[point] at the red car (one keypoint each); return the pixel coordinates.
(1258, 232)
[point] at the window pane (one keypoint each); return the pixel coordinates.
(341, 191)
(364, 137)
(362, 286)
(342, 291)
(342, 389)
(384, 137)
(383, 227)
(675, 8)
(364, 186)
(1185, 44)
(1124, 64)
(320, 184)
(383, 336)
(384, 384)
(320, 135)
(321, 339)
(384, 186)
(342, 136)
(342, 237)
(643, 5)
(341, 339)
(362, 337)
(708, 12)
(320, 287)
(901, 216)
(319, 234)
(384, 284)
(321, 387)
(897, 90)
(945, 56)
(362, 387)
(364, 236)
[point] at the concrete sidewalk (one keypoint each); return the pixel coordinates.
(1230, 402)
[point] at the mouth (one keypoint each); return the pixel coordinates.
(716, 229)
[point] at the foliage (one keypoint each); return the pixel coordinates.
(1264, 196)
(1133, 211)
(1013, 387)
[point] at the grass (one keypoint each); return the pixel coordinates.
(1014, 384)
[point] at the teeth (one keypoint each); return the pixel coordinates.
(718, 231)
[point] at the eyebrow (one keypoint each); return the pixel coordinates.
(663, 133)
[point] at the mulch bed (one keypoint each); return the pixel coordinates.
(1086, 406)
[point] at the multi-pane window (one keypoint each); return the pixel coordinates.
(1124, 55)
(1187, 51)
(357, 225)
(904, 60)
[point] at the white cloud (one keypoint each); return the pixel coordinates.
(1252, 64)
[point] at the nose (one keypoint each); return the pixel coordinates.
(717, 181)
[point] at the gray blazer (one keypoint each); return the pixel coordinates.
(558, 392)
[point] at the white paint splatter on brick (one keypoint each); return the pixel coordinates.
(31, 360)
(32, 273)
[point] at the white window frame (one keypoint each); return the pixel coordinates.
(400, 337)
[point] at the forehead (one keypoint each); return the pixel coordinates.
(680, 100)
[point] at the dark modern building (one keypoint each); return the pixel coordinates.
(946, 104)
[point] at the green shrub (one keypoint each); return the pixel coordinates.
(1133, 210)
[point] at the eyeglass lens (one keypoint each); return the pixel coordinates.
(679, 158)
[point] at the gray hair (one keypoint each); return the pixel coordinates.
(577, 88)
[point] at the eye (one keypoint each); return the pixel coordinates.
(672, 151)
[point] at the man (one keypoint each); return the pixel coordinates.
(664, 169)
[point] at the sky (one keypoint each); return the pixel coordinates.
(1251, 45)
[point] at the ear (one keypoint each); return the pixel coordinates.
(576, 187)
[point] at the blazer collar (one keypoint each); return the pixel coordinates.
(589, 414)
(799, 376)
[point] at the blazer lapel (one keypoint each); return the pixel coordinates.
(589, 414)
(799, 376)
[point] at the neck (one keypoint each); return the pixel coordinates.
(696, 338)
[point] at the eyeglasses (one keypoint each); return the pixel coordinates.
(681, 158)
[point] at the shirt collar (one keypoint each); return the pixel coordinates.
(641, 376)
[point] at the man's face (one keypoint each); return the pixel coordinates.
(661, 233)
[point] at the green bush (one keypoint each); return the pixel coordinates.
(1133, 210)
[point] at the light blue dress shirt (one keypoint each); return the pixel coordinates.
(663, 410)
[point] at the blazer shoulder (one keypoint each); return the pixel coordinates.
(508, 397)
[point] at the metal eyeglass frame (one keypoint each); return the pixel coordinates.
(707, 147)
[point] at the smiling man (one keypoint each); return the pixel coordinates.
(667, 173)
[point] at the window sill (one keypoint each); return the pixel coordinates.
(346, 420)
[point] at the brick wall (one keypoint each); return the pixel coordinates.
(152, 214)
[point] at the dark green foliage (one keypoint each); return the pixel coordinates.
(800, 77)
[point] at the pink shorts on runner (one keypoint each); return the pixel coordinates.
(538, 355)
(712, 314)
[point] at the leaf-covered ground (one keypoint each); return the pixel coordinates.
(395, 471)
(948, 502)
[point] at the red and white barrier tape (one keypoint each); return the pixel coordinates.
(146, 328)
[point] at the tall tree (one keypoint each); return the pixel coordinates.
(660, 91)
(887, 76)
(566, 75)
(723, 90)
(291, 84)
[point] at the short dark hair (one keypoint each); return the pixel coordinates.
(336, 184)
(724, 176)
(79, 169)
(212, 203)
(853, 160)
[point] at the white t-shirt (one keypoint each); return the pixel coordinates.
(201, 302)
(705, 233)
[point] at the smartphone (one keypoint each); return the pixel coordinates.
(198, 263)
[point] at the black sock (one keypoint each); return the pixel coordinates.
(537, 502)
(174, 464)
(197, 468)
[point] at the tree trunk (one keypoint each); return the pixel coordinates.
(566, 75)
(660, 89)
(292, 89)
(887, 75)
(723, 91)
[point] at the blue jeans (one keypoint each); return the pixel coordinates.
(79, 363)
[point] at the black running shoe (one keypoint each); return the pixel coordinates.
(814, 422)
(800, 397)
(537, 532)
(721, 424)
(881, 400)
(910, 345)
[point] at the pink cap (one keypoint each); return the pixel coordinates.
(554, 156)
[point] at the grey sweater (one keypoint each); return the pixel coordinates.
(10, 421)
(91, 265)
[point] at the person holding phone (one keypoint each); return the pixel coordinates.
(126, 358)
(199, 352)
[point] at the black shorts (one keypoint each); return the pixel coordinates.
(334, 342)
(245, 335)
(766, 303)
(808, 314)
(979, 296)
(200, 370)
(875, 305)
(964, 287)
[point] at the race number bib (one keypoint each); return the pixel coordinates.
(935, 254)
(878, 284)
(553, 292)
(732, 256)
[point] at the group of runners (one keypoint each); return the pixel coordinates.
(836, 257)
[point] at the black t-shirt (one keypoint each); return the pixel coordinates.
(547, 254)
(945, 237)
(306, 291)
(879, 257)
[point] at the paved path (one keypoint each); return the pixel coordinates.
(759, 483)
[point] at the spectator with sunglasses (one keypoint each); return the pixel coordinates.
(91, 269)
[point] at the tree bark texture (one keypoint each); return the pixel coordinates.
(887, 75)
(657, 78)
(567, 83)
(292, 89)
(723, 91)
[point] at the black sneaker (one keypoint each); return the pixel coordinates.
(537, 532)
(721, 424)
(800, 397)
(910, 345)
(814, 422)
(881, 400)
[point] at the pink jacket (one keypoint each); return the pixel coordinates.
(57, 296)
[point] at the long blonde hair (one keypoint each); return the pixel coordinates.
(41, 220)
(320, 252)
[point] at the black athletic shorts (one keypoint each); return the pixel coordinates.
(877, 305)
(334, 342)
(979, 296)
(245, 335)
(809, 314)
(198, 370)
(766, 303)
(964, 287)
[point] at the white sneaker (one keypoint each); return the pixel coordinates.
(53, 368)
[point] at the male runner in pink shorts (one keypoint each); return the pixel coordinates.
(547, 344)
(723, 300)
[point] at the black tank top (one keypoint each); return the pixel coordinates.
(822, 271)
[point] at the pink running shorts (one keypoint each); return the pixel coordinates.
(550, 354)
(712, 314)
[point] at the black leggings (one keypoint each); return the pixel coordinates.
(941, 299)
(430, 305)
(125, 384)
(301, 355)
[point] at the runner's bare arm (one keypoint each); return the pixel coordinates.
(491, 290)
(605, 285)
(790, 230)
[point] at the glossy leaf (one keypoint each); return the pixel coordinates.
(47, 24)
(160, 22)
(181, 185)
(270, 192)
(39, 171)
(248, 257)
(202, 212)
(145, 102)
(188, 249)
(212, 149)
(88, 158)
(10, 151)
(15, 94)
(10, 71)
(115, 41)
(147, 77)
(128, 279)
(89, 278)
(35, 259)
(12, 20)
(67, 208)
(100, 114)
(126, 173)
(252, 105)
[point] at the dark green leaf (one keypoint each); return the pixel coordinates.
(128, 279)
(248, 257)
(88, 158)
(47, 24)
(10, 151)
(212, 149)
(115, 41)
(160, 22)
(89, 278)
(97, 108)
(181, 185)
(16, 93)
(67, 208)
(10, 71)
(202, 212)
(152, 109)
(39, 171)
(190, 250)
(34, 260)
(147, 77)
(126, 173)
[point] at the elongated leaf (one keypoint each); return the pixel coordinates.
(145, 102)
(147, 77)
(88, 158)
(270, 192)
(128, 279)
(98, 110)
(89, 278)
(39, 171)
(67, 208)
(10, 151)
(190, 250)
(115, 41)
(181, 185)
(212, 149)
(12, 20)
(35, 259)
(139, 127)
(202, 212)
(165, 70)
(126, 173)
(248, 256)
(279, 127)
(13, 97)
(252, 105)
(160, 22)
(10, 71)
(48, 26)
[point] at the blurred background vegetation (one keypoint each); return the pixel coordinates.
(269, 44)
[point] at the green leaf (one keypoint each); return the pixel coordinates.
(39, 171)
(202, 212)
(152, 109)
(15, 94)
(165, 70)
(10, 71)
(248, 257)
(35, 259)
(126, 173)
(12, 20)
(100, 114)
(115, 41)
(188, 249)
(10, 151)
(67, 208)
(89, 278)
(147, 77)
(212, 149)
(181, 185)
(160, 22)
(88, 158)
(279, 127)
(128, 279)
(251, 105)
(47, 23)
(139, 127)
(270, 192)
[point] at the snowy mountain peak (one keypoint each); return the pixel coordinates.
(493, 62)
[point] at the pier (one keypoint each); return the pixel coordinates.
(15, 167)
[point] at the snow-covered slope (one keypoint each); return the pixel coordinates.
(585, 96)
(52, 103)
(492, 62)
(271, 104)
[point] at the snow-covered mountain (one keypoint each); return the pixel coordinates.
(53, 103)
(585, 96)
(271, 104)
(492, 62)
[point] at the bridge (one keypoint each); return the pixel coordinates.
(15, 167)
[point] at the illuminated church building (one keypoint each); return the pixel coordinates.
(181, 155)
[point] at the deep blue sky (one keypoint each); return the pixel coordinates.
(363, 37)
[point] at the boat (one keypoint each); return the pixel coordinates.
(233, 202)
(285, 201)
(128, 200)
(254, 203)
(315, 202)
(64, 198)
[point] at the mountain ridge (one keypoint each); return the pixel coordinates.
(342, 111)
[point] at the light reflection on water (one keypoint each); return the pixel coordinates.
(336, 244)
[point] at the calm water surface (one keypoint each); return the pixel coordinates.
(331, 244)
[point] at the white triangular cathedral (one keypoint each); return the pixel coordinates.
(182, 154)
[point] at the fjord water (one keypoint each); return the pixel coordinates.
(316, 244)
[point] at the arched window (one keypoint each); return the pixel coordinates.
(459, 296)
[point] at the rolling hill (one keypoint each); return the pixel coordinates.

WHAT IS EXPECTED
Extract, unchanged, the closing run of lines that opens with the line containing "[point] at the snowy" and ends with the last line.

TASK RESULT
[point] at the snowy mountain peak (one keypoint each); return the pixel coordinates.
(493, 62)
[point] at the pier (one keypoint each); return the pixel coordinates.
(15, 167)
[point] at the snow-covered slope (one keypoint each); return the pixel coordinates.
(585, 96)
(52, 103)
(492, 62)
(271, 104)
[point] at the snow-covered mountain (one keypoint each); return the pixel coordinates.
(53, 103)
(585, 96)
(271, 104)
(492, 62)
[point] at the bridge (one keypoint each); return the pixel coordinates.
(15, 167)
[point] at the illuminated church building (one keypoint each); return the pixel coordinates.
(181, 155)
[point] at the deep blue sky (one keypoint each); return the pixel coordinates.
(363, 37)
[point] at the boat (one keypoint each); return the pixel coordinates.
(233, 202)
(285, 201)
(128, 200)
(254, 203)
(315, 202)
(64, 198)
[point] at the mountain ridge (one keypoint each); return the pixel coordinates.
(342, 111)
[point] at the light reflection on water (one keypoint each); return the pixel coordinates.
(336, 244)
[point] at the calm water surface (one keypoint each); return the pixel coordinates.
(331, 244)
[point] at the white triangular cathedral (one keypoint each); return the pixel coordinates.
(182, 154)
[point] at the fjord water (one keypoint each); return the pixel coordinates.
(316, 244)
[point] at the arched window (one keypoint each); return the pixel coordinates.
(459, 296)
[point] at the rolling hill (one keypoint each); return the pixel coordinates.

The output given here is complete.